### Text to read
Your first question comes from Keith Weiss from Morgan Stanley. Please go ahead.

Sanjit Singh, Analyst

Yes. This is Sanjit Singh for Keith Weiss. Thank you for taking the questions and congrats on the 1.5 million in AI monthly active users. I wanted to talk about some of the decisions of the business, Mike, that you're making. One being sort of embedding Rovo into the core products and that being potentially a trade-off in sort of near-term revenue growth. When we think about that maybe in relation to the mid-term outlook of sort of 20% CAGR, does that sort of move the needle from that perspective? And then when you think about some of the uncertainty in the macro, does that also sort of cause the team to reassess that 20% growth outlook? Thank you.

Mike Cannon-Brookes, CEO

Sure, I can address that. Joe might want to add his thoughts later. The decision to integrate Rovo into our core products is resulting in ongoing growth and increased adoption of Rovo and our AI features. We've surpassed 1.5 million monthly active users, and this number continues to rise significantly. Sales of our premium enterprise editions have increased by over 40% year-on-year. Cloud customers using Rovo agents in thousands of unique workflows are finding substantial value. From this strong position, we feel confident about the capabilities we've developed and aim to provide them to as many users as quickly as possible. By maximizing usage and adoption, we believe we have a substantial opportunity for user expansion, both through additional features and expanding to more knowledge workers in organizations. This approach aligns well with our overall software development strategy. We are very intentional about balancing growth with capital utilization. As we noted during Investor Day, we've made significant advancements in R&D, enabling us to deploy these capabilities at a reasonable cost, which is essential for making this move. Regarding the mindset behind our decisions, we believe the future of teamwork will center around human-AI-human collaboration. We are innovative in how we implement this collaboration. Currently, we have a strong offering that we want to share with as many users as possible, which we believe enhances customer loyalty and promotes widespread adoption of the Atlassian Cloud Platform. We possess a wealth of organizational knowledge, which we provide to our customers in unique ways, encouraging their return to our platform, which is advantageous. This strategy reduces barriers to getting new customers started on their journey quickly, ultimately supporting continual growth at Atlassian in both added users and knowledge workers. Our exceptional R&D team has developed impressive features within Rovo, and we want to ensure these reach as many customers as possible. Historically, we have made bold business decisions, including product-led growth, free editions, and transitioning to the cloud. I'm confident in our strong position and believe our team is equipped to execute effectively and deliver maximum user value. I'll let Joe expand on the CAGR and financial outlook.

Joe Binz, CFO

Yes. Thanks, Mike. There's nothing in the macro that changes our thinking on our commitments that we made at the Investor Day. In general, I would say we remain confident and on track to the plans we laid out at that time. From a revenue perspective, we do expect to tap into large market opportunities to drive healthy revenue growth across cloud and data center through our strategies that Mike talked about earlier around enterprise, AI and System of Work. But all of that culminates in our ability to drive revenue growth in excess of a 20% CAGR through FY '27. Rovo net helps that and we don't see anything in the macro right now that would prevent us from accomplishing that.

Operator, Operator

Your next question comes from Gregg Moskowitz from Mizuho. Please go ahead.

### Stored data
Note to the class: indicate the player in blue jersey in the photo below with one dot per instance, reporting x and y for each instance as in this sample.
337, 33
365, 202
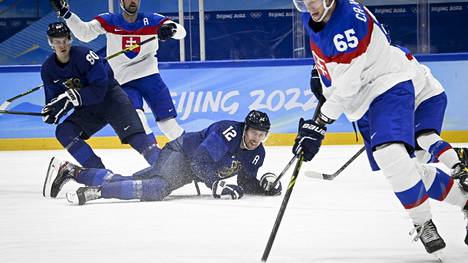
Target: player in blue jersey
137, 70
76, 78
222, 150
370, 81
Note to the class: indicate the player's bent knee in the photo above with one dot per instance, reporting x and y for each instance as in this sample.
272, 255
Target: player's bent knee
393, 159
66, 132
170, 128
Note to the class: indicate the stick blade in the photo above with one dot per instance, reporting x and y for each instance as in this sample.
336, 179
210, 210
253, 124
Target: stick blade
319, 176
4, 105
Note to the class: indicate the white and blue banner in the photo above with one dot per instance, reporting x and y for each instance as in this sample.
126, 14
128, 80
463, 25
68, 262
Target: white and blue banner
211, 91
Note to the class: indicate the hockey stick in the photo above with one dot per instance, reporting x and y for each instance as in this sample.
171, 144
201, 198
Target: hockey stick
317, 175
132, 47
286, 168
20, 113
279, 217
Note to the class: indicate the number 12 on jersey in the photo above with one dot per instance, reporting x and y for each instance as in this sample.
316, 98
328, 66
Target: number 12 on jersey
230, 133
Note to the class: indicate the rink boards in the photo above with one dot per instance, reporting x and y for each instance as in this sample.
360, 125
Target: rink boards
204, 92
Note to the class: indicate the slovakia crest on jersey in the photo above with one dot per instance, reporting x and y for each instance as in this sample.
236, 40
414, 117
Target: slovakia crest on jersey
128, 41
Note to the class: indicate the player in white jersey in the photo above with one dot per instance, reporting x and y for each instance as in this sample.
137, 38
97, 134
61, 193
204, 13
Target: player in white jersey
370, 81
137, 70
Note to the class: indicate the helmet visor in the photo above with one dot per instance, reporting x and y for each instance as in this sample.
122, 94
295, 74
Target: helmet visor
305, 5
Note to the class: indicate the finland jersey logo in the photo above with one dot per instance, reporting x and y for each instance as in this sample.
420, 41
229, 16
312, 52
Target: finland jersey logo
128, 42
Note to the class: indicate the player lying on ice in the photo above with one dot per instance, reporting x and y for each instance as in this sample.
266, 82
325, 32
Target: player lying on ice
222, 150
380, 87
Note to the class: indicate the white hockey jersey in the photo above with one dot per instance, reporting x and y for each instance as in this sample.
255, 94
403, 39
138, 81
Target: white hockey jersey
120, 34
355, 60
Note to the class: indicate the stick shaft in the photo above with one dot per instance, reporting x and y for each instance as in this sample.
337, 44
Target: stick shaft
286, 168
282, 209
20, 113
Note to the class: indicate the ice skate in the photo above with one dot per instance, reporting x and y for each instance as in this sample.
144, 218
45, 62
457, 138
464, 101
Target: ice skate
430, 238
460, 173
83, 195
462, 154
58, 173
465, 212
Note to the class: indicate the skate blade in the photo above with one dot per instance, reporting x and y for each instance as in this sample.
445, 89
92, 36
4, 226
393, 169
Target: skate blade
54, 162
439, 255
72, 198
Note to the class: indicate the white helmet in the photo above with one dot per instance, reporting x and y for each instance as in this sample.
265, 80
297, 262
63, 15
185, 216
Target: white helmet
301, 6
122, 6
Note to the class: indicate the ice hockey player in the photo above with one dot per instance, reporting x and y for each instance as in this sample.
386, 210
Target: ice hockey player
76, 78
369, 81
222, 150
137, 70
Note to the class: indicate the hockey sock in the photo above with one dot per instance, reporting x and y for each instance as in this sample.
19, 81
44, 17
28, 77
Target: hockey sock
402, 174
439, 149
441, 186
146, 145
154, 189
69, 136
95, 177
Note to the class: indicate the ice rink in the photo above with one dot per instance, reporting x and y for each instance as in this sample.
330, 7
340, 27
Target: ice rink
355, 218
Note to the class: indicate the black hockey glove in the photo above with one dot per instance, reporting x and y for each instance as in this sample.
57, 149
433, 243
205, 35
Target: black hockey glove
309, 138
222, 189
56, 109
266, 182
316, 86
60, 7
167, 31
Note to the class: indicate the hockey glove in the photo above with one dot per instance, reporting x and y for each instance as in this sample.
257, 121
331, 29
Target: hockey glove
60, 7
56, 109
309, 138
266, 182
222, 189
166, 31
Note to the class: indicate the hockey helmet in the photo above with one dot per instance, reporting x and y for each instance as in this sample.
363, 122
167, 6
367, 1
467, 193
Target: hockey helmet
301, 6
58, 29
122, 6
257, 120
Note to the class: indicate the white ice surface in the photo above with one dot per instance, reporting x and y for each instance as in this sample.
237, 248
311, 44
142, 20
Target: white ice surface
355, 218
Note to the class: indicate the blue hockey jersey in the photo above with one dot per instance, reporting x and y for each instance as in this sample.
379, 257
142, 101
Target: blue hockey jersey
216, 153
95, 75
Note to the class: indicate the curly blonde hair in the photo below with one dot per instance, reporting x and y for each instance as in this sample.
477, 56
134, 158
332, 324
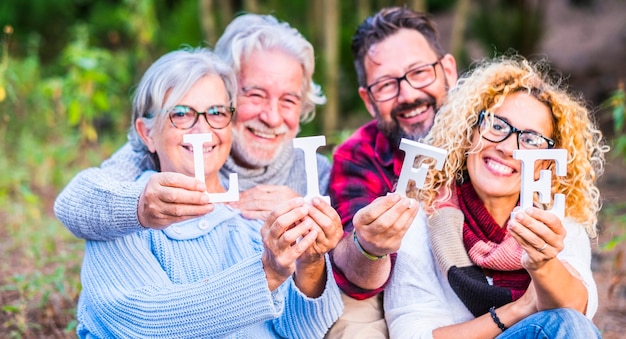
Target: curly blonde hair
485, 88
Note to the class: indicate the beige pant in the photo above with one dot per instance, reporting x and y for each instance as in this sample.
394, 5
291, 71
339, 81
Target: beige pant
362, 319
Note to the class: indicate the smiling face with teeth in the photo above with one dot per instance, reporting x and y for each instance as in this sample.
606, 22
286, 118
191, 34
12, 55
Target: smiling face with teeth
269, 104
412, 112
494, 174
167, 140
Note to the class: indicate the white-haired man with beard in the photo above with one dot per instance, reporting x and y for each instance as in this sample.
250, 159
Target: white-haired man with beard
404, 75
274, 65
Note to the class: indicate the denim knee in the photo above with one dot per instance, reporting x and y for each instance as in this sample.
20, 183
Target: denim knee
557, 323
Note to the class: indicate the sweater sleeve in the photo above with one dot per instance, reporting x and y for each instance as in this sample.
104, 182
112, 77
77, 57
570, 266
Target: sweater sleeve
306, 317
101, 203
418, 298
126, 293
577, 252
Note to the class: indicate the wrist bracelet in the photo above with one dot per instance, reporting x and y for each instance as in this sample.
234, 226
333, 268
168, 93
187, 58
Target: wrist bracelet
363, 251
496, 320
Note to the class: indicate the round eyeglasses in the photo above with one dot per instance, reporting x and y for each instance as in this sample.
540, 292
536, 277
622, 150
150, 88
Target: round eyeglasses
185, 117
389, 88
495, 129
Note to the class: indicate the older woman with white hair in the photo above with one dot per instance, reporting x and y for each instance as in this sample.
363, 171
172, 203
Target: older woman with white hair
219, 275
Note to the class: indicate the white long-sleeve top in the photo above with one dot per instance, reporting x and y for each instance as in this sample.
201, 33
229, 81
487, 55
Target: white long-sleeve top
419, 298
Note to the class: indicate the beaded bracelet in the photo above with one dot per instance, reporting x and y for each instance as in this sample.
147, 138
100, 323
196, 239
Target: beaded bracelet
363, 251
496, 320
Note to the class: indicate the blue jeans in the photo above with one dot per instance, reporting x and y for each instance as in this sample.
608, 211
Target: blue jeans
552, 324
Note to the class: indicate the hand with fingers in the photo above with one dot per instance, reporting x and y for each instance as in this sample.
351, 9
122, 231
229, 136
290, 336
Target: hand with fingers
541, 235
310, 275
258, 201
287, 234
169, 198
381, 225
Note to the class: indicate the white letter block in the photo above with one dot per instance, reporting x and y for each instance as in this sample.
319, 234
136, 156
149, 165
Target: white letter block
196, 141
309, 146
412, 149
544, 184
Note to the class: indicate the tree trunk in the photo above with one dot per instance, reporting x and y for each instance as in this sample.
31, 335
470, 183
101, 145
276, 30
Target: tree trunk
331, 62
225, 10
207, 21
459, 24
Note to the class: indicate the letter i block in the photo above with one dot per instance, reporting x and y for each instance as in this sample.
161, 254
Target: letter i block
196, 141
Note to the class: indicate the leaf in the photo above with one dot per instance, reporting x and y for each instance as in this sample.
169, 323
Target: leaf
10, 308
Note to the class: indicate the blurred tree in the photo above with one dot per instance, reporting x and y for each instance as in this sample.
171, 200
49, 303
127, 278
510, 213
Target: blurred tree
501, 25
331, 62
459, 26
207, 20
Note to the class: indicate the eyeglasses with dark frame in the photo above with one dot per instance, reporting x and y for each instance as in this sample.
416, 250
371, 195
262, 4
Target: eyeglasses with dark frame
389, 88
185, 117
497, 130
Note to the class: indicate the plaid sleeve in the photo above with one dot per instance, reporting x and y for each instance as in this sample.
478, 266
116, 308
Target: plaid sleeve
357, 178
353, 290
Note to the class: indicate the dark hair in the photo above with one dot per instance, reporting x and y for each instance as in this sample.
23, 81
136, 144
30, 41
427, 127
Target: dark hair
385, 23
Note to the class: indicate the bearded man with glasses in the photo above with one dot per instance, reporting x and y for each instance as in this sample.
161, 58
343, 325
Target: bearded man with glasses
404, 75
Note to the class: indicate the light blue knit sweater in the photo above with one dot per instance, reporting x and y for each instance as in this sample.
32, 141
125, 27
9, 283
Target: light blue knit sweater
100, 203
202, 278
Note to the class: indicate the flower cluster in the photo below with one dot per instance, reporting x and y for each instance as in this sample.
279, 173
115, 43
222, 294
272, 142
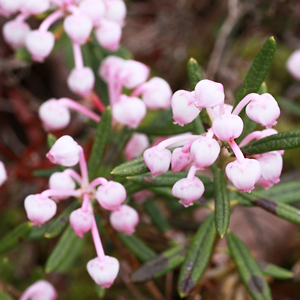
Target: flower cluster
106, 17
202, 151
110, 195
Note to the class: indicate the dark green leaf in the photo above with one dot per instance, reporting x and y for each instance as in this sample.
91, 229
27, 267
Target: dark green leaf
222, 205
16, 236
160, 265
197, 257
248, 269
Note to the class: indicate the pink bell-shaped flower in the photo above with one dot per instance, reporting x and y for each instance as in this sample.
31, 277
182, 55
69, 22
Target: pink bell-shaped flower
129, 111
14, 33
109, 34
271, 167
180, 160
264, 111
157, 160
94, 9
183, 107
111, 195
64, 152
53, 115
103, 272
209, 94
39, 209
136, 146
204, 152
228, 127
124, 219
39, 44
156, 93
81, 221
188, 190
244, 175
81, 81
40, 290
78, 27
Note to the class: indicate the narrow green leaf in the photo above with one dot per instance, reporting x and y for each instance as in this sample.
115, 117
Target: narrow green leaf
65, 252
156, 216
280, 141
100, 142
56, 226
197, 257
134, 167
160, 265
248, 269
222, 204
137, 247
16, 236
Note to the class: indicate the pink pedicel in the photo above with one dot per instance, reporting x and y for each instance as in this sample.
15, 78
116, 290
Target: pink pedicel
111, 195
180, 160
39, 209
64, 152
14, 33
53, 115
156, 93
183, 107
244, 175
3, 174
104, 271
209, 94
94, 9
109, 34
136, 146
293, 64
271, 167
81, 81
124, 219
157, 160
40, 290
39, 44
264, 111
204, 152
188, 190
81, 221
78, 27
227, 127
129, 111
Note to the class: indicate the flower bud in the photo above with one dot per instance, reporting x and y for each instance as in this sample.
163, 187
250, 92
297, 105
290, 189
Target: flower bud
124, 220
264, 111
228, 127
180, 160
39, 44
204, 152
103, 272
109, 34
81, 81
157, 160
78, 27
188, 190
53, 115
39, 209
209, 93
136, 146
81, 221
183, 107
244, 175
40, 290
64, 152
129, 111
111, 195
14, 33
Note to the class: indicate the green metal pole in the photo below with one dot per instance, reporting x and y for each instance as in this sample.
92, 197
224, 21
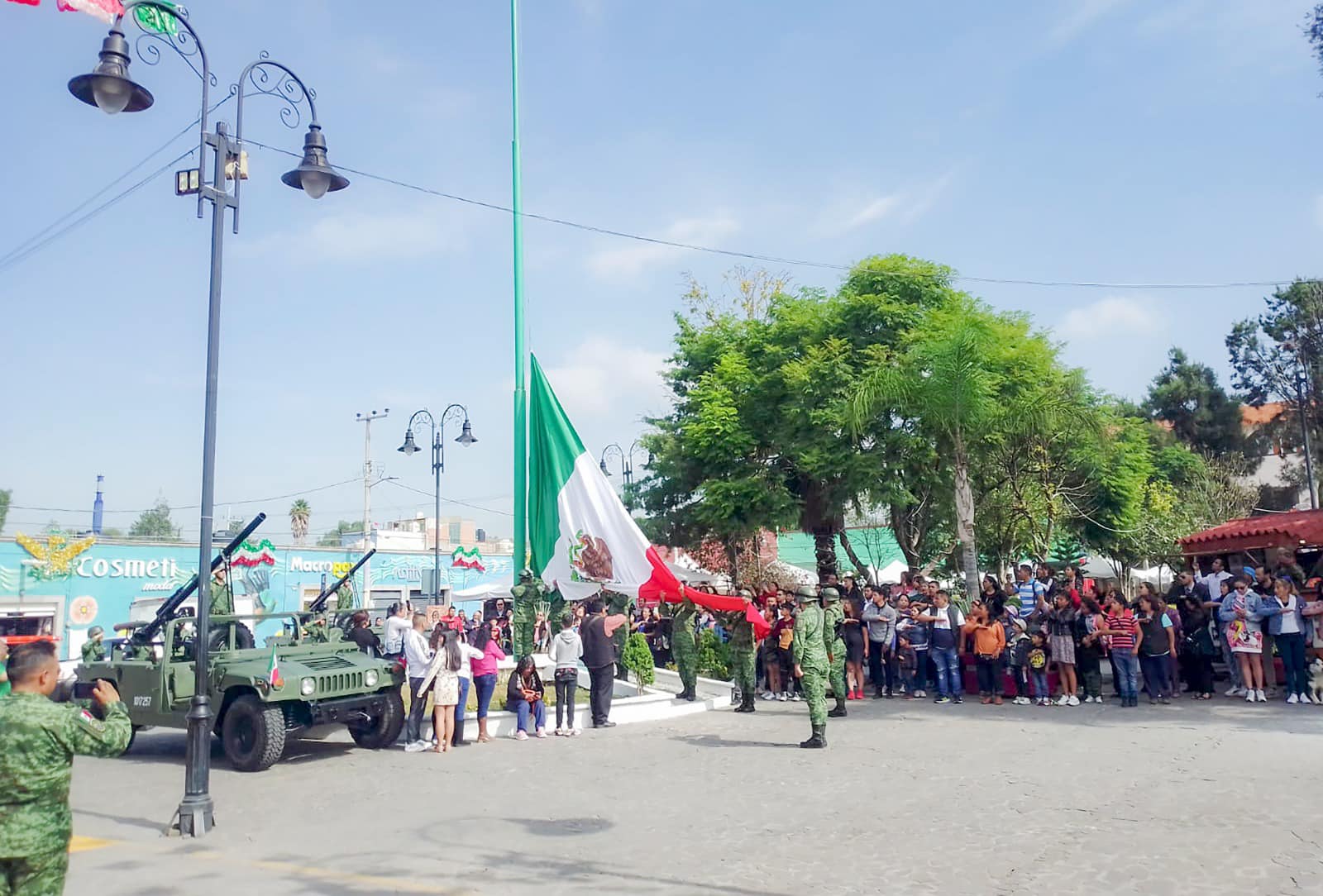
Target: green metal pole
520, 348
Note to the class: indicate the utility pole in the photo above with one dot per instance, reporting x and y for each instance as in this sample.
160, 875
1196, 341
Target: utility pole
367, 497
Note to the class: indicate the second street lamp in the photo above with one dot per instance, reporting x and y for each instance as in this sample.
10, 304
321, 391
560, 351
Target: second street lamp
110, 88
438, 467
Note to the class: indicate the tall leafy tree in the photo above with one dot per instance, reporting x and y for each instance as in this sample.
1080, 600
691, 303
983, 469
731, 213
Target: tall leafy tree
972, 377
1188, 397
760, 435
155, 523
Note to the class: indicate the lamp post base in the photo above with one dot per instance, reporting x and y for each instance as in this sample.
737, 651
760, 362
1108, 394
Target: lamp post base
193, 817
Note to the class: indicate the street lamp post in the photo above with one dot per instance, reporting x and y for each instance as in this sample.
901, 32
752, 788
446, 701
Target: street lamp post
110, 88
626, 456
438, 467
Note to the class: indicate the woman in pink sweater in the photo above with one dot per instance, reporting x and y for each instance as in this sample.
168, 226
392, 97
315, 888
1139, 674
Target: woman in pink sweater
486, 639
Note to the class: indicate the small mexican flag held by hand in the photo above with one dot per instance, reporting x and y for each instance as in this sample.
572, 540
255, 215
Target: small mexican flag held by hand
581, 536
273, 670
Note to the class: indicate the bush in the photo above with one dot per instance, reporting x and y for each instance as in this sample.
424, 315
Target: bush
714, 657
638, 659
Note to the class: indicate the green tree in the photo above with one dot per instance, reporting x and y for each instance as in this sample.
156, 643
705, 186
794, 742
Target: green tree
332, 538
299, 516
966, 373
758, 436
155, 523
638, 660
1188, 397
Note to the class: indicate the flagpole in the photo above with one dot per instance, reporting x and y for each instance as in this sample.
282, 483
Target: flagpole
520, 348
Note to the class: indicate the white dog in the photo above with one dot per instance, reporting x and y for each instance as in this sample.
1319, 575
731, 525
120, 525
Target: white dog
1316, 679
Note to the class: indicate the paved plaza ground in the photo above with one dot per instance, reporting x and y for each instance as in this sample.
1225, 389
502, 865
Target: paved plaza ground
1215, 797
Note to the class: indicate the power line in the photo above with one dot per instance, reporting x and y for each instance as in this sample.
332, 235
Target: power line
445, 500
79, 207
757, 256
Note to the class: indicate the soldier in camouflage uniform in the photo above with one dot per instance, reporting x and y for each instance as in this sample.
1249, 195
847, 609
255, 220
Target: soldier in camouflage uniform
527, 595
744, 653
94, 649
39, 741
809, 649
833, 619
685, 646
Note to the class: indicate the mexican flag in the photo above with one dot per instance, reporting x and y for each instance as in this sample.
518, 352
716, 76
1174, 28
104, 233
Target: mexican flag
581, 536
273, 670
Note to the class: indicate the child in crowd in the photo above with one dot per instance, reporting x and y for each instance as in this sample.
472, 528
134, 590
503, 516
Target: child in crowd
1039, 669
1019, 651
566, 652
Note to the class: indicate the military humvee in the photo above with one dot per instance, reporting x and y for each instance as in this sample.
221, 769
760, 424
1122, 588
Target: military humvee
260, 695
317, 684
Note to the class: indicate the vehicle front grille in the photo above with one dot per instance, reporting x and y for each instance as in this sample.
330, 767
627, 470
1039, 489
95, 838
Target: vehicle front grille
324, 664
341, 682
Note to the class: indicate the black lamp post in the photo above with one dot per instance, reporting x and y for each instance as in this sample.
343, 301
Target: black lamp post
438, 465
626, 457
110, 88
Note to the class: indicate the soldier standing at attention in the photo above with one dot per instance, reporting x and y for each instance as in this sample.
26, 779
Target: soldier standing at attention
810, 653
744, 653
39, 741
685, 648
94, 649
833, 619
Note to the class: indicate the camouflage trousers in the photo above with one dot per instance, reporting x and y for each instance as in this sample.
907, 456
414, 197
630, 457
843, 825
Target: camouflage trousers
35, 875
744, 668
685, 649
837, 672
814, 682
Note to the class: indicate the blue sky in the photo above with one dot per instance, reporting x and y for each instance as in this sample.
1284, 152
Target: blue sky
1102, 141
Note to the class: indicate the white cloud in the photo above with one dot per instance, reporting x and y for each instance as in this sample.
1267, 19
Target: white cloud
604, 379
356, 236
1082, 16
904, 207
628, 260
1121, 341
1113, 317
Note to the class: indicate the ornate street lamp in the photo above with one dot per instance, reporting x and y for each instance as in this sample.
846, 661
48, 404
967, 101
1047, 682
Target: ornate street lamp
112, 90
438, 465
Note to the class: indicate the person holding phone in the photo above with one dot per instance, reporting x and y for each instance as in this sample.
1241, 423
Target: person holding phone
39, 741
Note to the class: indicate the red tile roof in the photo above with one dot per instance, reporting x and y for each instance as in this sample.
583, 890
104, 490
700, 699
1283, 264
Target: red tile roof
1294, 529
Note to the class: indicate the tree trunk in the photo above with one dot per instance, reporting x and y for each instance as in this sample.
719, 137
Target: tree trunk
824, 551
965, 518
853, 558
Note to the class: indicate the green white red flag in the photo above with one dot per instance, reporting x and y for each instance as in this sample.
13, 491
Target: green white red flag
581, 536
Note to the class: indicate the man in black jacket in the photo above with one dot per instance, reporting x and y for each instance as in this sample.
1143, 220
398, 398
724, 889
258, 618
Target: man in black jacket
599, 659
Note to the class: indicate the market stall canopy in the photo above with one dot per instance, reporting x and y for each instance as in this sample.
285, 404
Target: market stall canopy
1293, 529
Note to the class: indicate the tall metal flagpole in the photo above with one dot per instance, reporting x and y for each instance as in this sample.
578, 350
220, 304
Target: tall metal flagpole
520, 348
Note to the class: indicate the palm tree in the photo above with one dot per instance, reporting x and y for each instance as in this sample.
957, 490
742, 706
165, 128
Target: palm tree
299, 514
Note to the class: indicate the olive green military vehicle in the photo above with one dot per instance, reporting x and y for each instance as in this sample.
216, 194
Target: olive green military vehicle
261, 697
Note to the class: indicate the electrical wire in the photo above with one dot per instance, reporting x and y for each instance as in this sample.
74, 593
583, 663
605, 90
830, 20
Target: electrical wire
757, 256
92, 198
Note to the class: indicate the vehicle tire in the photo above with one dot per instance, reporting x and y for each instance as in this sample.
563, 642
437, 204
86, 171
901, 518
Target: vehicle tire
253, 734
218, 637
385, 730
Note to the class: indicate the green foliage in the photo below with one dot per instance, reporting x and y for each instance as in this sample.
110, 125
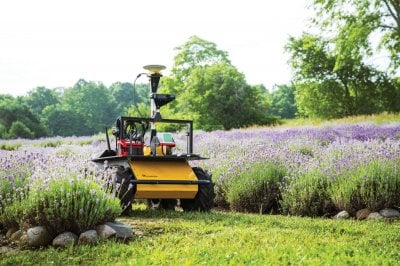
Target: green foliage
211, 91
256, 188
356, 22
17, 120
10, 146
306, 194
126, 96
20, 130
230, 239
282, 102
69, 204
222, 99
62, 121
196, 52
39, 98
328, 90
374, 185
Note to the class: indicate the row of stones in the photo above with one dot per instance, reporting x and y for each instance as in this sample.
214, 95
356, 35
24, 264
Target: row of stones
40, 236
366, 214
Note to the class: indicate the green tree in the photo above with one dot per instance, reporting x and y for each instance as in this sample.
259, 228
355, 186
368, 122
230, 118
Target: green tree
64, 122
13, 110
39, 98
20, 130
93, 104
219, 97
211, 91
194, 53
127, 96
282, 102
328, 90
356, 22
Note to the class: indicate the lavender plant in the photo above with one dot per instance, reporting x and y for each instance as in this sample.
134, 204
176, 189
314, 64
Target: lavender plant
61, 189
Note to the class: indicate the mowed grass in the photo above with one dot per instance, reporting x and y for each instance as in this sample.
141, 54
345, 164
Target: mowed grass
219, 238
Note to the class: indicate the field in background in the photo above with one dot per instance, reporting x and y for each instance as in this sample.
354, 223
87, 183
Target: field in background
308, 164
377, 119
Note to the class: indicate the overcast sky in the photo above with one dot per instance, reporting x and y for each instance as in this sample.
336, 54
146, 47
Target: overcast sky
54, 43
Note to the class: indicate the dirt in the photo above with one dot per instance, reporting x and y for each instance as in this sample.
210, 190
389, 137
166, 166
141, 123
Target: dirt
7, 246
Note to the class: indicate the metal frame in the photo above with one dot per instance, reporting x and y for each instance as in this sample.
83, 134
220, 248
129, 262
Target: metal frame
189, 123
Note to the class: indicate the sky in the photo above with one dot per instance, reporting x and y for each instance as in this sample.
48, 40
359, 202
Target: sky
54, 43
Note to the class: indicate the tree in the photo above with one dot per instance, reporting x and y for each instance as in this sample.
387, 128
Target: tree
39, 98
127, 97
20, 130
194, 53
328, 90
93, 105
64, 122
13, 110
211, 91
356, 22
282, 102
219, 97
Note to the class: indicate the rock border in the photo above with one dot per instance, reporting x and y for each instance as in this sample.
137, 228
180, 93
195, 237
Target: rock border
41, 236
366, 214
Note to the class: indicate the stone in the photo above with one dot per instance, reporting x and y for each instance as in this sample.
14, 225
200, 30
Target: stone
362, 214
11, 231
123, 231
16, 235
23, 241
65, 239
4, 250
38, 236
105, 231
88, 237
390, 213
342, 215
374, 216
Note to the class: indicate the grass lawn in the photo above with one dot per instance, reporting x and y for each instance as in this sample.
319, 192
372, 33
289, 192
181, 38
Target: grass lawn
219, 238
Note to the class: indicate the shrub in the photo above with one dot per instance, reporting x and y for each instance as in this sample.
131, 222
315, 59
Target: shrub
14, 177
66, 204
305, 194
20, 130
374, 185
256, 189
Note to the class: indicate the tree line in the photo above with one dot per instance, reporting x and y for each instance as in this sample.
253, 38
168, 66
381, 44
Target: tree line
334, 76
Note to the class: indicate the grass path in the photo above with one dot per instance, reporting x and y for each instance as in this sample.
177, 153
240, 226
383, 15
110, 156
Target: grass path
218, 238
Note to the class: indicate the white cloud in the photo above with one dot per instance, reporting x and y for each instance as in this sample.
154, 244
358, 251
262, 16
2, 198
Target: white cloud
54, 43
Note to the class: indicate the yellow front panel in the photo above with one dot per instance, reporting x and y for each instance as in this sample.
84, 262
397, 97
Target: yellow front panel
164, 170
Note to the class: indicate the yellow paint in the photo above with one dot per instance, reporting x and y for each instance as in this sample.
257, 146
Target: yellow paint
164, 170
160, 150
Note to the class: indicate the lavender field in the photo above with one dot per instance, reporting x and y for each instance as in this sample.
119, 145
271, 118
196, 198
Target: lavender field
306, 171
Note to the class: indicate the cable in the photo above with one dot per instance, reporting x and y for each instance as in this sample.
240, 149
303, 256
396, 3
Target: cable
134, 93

### Brief
Reproduce the passage of the earnings call transcript above from "Your first question" up to and including "outlook? Thank you.".

### Result for this exercise
Your first question comes from Keith Weiss from Morgan Stanley. Please go ahead.

Sanjit Singh, Analyst

Yes. This is Sanjit Singh for Keith Weiss. Thank you for taking the questions and congrats on the 1.5 million in AI monthly active users. I wanted to talk about some of the decisions of the business, Mike, that you're making. One being sort of embedding Rovo into the core products and that being potentially a trade-off in sort of near-term revenue growth. When we think about that maybe in relation to the mid-term outlook of sort of 20% CAGR, does that sort of move the needle from that perspective? And then when you think about some of the uncertainty in the macro, does that also sort of cause the team to reassess that 20% growth outlook? Thank you.